Copy the records below exactly as they appear.
[BEGIN Recorded data]
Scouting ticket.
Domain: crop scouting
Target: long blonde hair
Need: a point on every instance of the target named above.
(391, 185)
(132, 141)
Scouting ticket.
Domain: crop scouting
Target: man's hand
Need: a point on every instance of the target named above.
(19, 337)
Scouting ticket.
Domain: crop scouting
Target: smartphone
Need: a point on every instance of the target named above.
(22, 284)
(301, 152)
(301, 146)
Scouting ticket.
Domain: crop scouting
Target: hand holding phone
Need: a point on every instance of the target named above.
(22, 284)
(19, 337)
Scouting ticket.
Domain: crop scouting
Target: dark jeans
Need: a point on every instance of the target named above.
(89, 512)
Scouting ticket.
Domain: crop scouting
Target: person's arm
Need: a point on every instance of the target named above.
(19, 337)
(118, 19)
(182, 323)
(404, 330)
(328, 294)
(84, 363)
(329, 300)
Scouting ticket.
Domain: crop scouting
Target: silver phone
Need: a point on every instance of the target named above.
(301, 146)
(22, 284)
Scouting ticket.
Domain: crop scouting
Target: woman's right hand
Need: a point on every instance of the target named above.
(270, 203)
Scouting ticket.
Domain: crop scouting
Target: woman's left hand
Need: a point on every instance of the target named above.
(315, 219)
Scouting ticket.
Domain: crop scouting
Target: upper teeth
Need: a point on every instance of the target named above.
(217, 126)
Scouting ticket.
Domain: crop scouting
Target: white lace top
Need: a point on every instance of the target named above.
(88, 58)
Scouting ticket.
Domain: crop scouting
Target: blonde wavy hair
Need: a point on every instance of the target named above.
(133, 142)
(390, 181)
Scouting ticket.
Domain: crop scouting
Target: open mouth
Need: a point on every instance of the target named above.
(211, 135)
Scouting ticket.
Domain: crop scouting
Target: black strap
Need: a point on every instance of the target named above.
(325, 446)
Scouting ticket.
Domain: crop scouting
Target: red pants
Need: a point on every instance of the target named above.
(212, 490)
[END Recorded data]
> [Written response]
Scouting ticket.
Domain: crop scouting
Target: long blonde hair
Need: a point on every instance of the target named above.
(391, 185)
(132, 141)
Scouting ticket.
Domain: crop scouting
Target: man's hand
Need: a point on every instance of the target named above.
(19, 337)
Scouting ticket.
Domain: crop scouting
Target: smartphone
Need: a point on every instance of the target named above.
(22, 284)
(301, 152)
(301, 146)
Scouting ticket.
Domain: crop scouting
Target: hand holding phone
Need: a point on every instance of the target named above.
(22, 284)
(19, 337)
Scouting ticket.
Domain: crop scouting
Target: dark jeans
Need: a point on every instance of the target named above.
(89, 512)
Scouting ticket.
Domain: crop scouting
Target: person's arm
Need: a point on every instance of the target named above.
(19, 337)
(118, 19)
(182, 323)
(404, 330)
(328, 294)
(84, 363)
(329, 300)
Scouting ticket.
Domain: crop scouting
Target: silver phone
Need: a point on every instance of the target named above.
(301, 146)
(22, 284)
Scouting ticket.
Domain: crop scouting
Target: woman's right hand
Need: a point on every instance of the target named above.
(270, 203)
Scouting ticket.
Domain: crop scouting
Target: woman's left hand
Need: a point on every instance of the target named above.
(315, 219)
Scouting ticket.
Domain: crop scouting
Target: upper teeth
Need: a point on every instance of the target named above.
(217, 126)
Scouting ticket.
Domain: crop scouting
Target: white lace top
Need: a point on every instance of the target named above.
(88, 58)
Scouting ticket.
Domain: crop scouting
Target: blonde wavy hair
Need: a point on every instance of the target named above.
(133, 142)
(390, 181)
Scouting ticket.
Domain: crop scouting
Target: open mouth
Need: a point on every instance of the target named above.
(211, 135)
Scouting ticket.
Domain: crop scouting
Target: black strap
Need: a point on every instance of the target named above.
(325, 446)
Scouting ticket.
Domain: crop scouting
Target: red pants
Need: a point on every instance of the target named above.
(212, 490)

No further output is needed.